= Object position labeling entries =

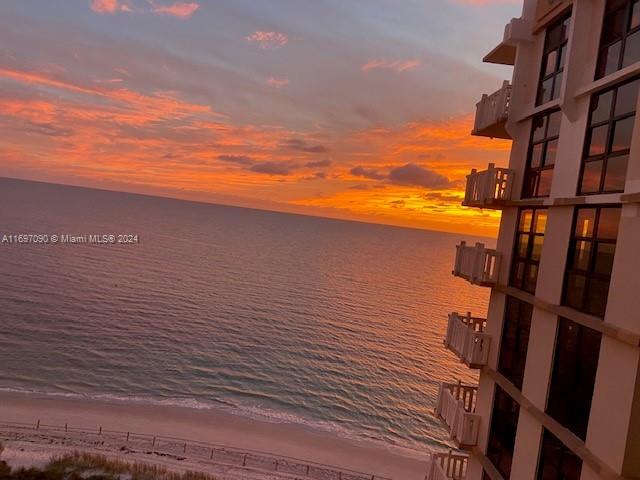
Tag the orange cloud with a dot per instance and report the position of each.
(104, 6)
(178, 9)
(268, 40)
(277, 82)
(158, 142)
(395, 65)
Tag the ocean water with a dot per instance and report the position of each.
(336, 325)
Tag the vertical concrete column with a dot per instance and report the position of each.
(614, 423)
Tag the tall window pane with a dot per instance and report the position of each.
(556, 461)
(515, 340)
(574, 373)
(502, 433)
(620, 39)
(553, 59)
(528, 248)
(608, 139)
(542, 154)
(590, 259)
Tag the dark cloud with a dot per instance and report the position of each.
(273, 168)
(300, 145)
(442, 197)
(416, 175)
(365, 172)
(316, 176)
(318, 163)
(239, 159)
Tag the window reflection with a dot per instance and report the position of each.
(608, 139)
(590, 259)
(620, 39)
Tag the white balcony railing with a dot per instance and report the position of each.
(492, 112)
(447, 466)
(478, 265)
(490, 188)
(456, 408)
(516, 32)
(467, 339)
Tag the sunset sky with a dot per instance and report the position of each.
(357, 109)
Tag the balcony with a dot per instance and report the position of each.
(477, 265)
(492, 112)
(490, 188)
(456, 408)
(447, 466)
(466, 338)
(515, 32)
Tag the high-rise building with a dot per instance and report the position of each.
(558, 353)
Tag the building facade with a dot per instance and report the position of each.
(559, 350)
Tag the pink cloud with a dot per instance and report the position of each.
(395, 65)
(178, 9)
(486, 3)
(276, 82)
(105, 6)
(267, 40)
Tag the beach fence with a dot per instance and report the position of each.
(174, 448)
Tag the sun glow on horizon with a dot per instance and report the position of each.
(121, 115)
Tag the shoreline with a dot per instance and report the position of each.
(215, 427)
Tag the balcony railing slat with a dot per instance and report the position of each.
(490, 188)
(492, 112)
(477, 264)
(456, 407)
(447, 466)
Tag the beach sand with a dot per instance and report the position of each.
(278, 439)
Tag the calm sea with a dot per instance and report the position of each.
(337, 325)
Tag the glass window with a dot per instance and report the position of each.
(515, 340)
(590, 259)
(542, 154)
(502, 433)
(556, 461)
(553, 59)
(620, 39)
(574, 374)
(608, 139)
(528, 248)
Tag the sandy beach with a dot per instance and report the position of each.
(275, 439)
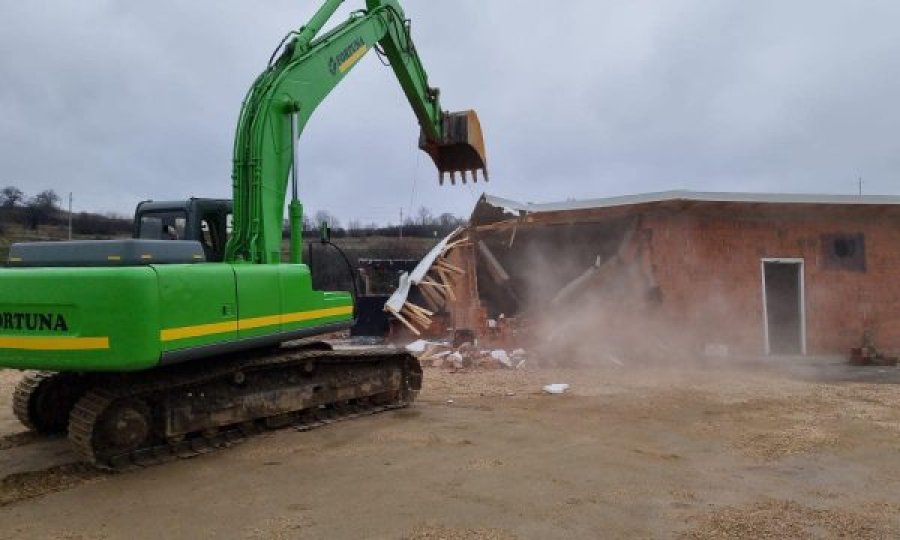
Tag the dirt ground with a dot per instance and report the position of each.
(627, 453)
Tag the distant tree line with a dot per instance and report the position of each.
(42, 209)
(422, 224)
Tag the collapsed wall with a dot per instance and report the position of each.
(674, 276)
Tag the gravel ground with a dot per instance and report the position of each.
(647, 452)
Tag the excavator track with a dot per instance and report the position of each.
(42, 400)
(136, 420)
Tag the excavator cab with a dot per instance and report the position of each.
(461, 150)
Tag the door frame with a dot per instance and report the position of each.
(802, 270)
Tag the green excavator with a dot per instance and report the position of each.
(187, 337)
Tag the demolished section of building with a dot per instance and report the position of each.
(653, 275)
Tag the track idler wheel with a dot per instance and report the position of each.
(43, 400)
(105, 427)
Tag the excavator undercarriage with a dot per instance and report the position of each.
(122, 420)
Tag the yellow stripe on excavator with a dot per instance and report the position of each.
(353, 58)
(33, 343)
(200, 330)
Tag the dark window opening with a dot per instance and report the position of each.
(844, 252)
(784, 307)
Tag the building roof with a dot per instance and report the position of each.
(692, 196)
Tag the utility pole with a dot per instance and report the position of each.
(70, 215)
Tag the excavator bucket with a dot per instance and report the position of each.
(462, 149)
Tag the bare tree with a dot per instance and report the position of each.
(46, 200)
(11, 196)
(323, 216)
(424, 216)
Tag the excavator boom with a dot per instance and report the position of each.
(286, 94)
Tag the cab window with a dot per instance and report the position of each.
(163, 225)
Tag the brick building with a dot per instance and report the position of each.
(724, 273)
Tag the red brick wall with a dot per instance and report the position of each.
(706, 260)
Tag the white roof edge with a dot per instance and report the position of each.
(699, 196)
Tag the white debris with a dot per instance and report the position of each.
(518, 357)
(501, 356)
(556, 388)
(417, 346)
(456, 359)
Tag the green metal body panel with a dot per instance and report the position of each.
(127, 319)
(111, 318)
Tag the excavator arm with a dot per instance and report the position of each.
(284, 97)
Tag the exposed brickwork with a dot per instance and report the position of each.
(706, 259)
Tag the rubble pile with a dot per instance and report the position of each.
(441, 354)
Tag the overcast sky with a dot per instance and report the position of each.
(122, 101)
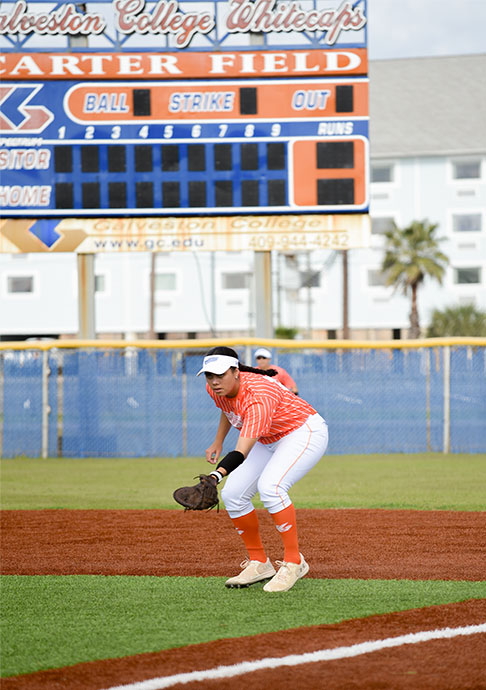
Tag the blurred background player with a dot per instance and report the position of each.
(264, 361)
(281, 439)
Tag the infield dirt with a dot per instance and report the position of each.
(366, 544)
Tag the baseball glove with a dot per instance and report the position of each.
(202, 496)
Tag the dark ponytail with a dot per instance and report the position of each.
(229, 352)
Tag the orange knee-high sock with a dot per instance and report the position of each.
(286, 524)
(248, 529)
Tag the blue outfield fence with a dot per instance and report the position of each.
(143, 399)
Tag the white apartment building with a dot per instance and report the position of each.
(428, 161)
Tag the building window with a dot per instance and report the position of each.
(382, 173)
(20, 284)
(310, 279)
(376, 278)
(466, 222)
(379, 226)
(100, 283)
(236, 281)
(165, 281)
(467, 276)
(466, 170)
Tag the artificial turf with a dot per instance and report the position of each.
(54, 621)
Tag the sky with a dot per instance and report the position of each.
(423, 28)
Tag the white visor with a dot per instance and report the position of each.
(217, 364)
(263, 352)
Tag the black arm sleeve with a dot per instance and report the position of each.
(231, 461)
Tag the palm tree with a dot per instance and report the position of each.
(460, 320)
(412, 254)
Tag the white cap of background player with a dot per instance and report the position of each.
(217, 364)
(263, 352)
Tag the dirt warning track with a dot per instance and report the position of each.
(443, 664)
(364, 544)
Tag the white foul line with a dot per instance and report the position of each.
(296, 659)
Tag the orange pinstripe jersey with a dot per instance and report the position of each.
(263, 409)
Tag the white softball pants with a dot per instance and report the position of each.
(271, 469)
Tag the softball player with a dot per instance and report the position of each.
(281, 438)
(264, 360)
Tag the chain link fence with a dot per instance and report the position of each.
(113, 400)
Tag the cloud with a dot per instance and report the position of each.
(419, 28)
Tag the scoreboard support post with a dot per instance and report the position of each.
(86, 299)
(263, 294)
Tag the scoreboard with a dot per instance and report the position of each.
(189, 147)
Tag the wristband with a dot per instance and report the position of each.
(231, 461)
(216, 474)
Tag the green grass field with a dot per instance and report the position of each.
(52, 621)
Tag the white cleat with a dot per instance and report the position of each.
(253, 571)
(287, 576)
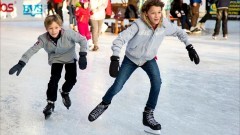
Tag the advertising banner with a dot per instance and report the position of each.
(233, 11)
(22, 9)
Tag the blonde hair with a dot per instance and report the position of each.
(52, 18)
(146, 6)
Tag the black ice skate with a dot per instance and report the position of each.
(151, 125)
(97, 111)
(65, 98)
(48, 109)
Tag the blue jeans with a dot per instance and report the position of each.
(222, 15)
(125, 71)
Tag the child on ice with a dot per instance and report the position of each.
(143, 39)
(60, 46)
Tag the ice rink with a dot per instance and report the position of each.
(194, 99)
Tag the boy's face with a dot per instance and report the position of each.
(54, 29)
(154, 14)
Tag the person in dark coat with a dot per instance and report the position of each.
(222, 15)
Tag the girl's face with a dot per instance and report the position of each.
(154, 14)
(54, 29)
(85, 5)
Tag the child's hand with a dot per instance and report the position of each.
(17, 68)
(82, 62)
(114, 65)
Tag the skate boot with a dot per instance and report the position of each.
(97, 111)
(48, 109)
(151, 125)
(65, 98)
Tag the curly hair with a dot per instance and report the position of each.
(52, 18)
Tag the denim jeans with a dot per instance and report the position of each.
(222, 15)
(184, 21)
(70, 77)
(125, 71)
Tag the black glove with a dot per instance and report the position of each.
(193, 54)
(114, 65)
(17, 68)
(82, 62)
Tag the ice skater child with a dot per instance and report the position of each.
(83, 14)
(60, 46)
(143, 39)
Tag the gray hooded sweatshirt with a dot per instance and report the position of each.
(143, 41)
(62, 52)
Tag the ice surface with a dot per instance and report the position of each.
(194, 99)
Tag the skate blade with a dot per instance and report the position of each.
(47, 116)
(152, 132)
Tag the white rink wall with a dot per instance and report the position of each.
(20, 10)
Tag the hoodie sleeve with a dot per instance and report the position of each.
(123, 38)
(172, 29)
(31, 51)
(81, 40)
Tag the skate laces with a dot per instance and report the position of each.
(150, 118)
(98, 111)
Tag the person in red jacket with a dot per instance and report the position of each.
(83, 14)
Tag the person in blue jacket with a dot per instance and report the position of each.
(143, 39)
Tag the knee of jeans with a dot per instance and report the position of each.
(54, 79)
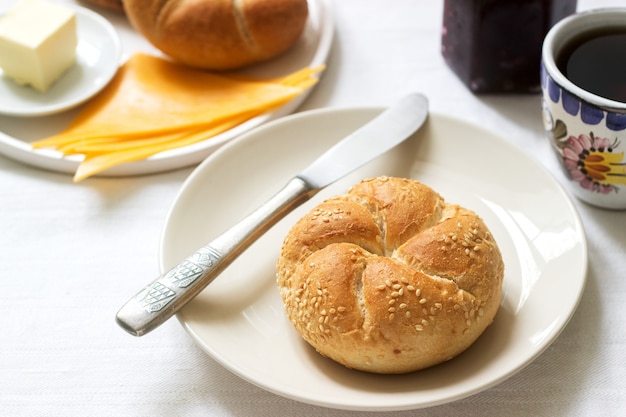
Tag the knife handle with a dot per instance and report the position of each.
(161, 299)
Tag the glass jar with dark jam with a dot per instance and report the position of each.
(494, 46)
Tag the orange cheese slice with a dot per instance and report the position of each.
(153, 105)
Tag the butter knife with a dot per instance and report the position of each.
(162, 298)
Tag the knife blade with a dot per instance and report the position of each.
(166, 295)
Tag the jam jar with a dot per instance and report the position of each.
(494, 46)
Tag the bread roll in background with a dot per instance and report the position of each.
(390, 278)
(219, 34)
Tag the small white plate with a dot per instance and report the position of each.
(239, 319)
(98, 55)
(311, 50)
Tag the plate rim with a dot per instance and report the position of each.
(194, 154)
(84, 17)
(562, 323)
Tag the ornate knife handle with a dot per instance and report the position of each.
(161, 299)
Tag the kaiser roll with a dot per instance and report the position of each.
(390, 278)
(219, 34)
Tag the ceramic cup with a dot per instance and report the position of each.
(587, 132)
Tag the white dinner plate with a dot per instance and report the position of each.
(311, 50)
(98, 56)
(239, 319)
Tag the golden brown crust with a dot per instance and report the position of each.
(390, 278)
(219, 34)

= Work instructions =
Quote, without alteration, the final stretch of the entries: the line with "Tag the knife blade" onward to the last line.

= Exercise result =
Tag the knife blade with a dot per instance and report the position of each.
(166, 295)
Tag the jam jar with a dot per instance and report the position of each.
(494, 46)
Tag the bread roll in background with a dot per instance and report the position of each.
(390, 278)
(219, 34)
Tag the small white plate with a dot per instance and report the position of each.
(239, 319)
(98, 55)
(311, 50)
Tag the plate rim with a dot per instance and report the position of each.
(194, 154)
(84, 17)
(562, 323)
Tag the ornate knife handle with a dot per instance and report the position of each.
(161, 299)
Tag the kaiser roll with a dot per instance and report the position of each.
(390, 278)
(219, 34)
Tag the ceramic cup with a dot per instance and report the position of each.
(587, 132)
Tag the white dinner plate with a dot per instance and report the position of each.
(311, 50)
(98, 56)
(239, 319)
Tag the golden brown crust with a dot per instance and report the position of each.
(390, 278)
(219, 34)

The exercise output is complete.